• **EXERCISE DESCRIPTION**: Please render every line below as a Markdown table with two columns, Row for the running number and Line for its text, leaving out any blank lines.
## START
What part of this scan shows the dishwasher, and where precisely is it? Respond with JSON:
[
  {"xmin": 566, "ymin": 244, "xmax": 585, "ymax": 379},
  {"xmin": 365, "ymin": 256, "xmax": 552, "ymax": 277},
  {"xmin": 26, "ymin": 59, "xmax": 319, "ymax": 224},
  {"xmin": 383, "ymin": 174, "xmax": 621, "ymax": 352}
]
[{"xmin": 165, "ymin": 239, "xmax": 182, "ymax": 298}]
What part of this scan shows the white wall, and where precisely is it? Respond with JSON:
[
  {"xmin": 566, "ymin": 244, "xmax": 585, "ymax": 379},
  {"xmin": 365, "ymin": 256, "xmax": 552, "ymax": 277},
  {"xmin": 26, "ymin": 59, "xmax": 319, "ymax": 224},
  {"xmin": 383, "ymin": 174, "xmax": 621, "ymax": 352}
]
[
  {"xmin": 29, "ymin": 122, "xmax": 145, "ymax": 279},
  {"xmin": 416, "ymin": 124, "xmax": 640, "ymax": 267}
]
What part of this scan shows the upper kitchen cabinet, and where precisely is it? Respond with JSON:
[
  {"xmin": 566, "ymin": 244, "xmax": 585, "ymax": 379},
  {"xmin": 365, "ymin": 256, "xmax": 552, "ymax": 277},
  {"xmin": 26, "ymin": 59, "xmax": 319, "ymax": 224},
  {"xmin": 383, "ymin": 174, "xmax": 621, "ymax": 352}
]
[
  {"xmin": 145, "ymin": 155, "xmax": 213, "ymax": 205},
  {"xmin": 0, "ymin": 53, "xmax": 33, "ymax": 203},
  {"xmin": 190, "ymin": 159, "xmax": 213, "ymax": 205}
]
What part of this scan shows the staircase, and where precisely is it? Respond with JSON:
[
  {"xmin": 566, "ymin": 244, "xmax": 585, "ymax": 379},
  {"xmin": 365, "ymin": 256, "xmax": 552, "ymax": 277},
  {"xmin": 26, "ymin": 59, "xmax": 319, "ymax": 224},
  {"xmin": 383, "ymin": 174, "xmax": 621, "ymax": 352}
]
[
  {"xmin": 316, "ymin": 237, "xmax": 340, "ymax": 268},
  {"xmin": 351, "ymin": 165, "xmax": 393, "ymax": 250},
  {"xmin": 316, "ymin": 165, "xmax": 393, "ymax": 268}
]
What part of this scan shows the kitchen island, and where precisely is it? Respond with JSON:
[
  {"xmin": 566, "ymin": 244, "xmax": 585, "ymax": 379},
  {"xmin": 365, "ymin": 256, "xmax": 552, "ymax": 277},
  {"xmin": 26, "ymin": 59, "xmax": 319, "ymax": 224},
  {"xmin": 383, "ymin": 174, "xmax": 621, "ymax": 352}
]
## END
• **SOLVED EXERCISE**:
| Row | Line |
|---|---|
| 1 | What part of this scan shows the dishwasher, and where precisely is it? Respond with JSON: |
| 2 | [ |
| 3 |   {"xmin": 566, "ymin": 244, "xmax": 585, "ymax": 379}, |
| 4 |   {"xmin": 365, "ymin": 256, "xmax": 552, "ymax": 277}, |
| 5 |   {"xmin": 26, "ymin": 59, "xmax": 319, "ymax": 224}, |
| 6 |   {"xmin": 383, "ymin": 174, "xmax": 621, "ymax": 352} |
| 7 | ] |
| 8 | [{"xmin": 165, "ymin": 239, "xmax": 182, "ymax": 298}] |
| 9 | What part of this scan shows the white wall, and where precisely is it? Respond with JSON: |
| 10 | [ |
| 11 |   {"xmin": 566, "ymin": 244, "xmax": 585, "ymax": 379}, |
| 12 |   {"xmin": 365, "ymin": 256, "xmax": 552, "ymax": 277}, |
| 13 |   {"xmin": 26, "ymin": 59, "xmax": 319, "ymax": 224}, |
| 14 |   {"xmin": 383, "ymin": 174, "xmax": 621, "ymax": 352} |
| 15 | ] |
| 16 | [ |
| 17 |   {"xmin": 29, "ymin": 122, "xmax": 145, "ymax": 279}, |
| 18 |   {"xmin": 416, "ymin": 124, "xmax": 640, "ymax": 267} |
| 19 | ] |
| 20 | What part of this scan shows the upper kitchen cabinet, and where precisely is it? Respond with JSON: |
| 21 | [ |
| 22 |   {"xmin": 566, "ymin": 244, "xmax": 585, "ymax": 379}, |
| 23 |   {"xmin": 365, "ymin": 256, "xmax": 552, "ymax": 277}, |
| 24 |   {"xmin": 26, "ymin": 59, "xmax": 319, "ymax": 224}, |
| 25 |   {"xmin": 383, "ymin": 174, "xmax": 621, "ymax": 352} |
| 26 | ] |
| 27 | [ |
| 28 |   {"xmin": 145, "ymin": 155, "xmax": 213, "ymax": 205}, |
| 29 |   {"xmin": 0, "ymin": 53, "xmax": 33, "ymax": 203}, |
| 30 |   {"xmin": 190, "ymin": 159, "xmax": 213, "ymax": 205} |
| 31 | ] |
| 32 | What part of this scan shows the staircase, and where precisely is it? Respond with JSON: |
| 33 | [ |
| 34 |   {"xmin": 566, "ymin": 244, "xmax": 585, "ymax": 379}, |
| 35 |   {"xmin": 365, "ymin": 256, "xmax": 552, "ymax": 277}, |
| 36 |   {"xmin": 26, "ymin": 59, "xmax": 319, "ymax": 224}, |
| 37 |   {"xmin": 383, "ymin": 174, "xmax": 621, "ymax": 352} |
| 38 | ] |
| 39 | [ |
| 40 |   {"xmin": 316, "ymin": 237, "xmax": 340, "ymax": 268}, |
| 41 |   {"xmin": 351, "ymin": 165, "xmax": 393, "ymax": 250}, |
| 42 |   {"xmin": 316, "ymin": 165, "xmax": 393, "ymax": 268} |
| 43 | ] |
| 44 | What part of this scan shows the kitchen island, and where precisely is it? Respond with JSON: |
| 45 | [ |
| 46 |   {"xmin": 566, "ymin": 244, "xmax": 585, "ymax": 379}, |
| 47 |   {"xmin": 365, "ymin": 256, "xmax": 552, "ymax": 277}, |
| 48 |   {"xmin": 26, "ymin": 59, "xmax": 319, "ymax": 224}, |
| 49 |   {"xmin": 383, "ymin": 174, "xmax": 621, "ymax": 352} |
| 50 | ] |